> DATA ROWS
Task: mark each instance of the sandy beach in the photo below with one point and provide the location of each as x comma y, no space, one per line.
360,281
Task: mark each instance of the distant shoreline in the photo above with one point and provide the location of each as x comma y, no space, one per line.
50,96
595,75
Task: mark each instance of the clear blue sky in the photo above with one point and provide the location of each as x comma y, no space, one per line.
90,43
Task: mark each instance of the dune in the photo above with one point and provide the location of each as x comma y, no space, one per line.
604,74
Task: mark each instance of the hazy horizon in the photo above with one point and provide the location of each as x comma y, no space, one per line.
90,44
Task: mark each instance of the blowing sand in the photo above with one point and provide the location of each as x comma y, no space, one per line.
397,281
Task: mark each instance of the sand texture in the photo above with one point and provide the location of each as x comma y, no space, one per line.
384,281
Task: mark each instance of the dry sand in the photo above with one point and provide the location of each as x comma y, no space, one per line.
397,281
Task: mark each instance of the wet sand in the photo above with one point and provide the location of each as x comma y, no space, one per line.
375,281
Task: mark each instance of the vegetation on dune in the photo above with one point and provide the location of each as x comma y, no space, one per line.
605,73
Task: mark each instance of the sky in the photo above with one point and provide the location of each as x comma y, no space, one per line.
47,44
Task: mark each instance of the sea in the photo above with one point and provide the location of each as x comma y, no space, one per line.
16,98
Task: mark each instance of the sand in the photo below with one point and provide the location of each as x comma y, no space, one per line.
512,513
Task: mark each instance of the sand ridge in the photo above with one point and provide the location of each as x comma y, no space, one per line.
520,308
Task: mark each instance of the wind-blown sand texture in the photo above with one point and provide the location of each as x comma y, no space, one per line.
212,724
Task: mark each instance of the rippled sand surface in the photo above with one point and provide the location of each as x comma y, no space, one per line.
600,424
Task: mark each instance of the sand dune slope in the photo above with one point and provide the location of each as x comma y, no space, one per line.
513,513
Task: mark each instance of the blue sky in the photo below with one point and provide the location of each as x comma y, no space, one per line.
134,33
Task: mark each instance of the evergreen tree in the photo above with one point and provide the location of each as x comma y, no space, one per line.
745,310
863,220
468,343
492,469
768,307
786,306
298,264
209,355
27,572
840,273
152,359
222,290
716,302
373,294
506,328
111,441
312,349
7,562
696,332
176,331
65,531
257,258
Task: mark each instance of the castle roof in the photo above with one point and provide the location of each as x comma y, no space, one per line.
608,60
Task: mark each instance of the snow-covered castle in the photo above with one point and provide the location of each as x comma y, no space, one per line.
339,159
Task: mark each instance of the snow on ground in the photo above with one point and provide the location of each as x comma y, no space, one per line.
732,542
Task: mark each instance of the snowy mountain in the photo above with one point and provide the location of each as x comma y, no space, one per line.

> TASK TO COMPLETE
Please repeat the lines from the one containing "Task: mark each instance of the snow-covered" through the last line, inclusive, with their requests unchanged. Shift every coordinate in their answers by adding 130 to it.

> COMPLETED TASK
Task: mark each instance of the snow-covered castle in the photo above with one point and provide the location of each as x comma y, no space, one per line.
469,289
Task: mark each instance of the snow on ground in the photo above with one point and provide the location of each as x comma y, no space, one per line.
862,672
Task: mark each instance of the snowy mountain in the photo above with one point and provide the location of each as x comma y, no space, one per line.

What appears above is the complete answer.